● Problem requirements
Rescale the records from the line with "Every instance of the line of cars gets" through the end of the records, both ends included. Reproduce all of those lines, requests included, and multiply every vertex coordinate in the answer outlines by 1.95, rounding to whole numbers with halves rounded up. Leave the numbers in the requests and their format samples unchanged.
-- start Materials provided --
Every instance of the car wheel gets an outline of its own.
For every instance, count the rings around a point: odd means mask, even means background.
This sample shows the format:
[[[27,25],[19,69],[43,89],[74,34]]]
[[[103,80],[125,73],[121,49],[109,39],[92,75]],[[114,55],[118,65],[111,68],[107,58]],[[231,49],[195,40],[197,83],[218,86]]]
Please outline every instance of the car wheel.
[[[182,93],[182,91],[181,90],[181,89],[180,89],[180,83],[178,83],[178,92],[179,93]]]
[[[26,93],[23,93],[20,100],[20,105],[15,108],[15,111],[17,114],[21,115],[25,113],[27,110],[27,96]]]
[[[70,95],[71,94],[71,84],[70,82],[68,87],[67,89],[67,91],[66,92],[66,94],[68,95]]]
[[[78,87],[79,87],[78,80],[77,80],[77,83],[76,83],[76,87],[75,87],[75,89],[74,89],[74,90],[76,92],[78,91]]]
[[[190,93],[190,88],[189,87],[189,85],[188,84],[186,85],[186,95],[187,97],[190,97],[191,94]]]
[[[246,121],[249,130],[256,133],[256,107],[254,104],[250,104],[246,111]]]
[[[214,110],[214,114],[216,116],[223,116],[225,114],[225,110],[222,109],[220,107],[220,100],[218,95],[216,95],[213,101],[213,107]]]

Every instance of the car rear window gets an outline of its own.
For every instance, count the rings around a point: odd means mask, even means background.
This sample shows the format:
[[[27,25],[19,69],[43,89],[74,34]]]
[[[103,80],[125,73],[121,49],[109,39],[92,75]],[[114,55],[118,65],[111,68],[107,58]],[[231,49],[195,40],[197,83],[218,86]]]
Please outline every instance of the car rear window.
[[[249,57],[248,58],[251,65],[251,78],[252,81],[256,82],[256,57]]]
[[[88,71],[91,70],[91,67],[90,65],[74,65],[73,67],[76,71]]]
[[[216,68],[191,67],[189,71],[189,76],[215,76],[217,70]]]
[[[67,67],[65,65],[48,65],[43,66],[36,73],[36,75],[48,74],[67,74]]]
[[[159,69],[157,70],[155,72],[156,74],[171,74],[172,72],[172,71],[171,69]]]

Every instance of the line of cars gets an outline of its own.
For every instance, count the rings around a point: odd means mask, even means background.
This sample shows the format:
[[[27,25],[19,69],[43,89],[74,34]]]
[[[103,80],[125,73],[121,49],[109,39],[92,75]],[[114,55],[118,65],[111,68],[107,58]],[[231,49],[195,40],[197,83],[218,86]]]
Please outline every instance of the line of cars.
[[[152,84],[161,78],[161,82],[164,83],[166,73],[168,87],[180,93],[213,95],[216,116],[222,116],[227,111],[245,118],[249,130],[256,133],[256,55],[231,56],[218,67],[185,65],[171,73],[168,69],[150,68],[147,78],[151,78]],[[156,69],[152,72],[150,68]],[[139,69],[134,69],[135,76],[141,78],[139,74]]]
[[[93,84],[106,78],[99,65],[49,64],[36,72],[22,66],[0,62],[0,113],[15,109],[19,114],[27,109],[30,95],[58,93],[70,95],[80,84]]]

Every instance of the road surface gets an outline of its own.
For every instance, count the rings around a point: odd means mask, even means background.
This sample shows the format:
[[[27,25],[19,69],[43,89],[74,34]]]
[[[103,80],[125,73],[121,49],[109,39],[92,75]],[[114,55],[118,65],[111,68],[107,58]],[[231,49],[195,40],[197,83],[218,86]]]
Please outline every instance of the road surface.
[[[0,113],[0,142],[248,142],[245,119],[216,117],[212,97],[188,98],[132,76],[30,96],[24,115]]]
-- end Materials provided --
● Answer for the task
Every instance of the line of cars gets an outline of its own.
For every instance, count the rings around a point: odd means mask, even means background.
This sample shows the format:
[[[27,25],[19,69],[43,89],[74,34]]]
[[[103,80],[125,73],[121,49],[109,39],[92,75]],[[114,55],[118,65],[111,68],[107,58]],[[231,49],[195,40],[197,83],[218,86]]]
Please outline every instance of the line of cars.
[[[296,164],[314,152],[314,160],[320,162],[324,142],[328,170],[351,181],[415,185],[421,226],[433,226],[443,216],[478,230],[486,254],[499,259],[499,107],[450,109],[425,131],[361,127],[333,142],[328,135],[293,133],[287,152],[294,152]],[[304,135],[296,140],[293,133]],[[271,135],[261,135],[263,148],[275,152],[271,144]]]
[[[181,164],[207,152],[193,127],[96,125],[70,140],[43,129],[0,121],[0,220],[29,213],[37,222],[53,213],[59,185],[113,181],[137,185],[156,164]]]

Every instance of the road surface gets an outline of its own.
For every instance, count the rings around a point: odd means mask, even means background.
This sample shows the format:
[[[27,25],[19,69],[43,89],[74,34]]]
[[[103,80],[125,73],[121,49],[109,39],[92,75]],[[114,55],[118,65],[111,68],[107,58]],[[231,49],[195,40],[197,83],[218,86]]]
Please outline every instance of the road surface.
[[[0,220],[0,277],[484,277],[478,232],[421,228],[413,189],[367,191],[257,148],[59,187],[47,224]]]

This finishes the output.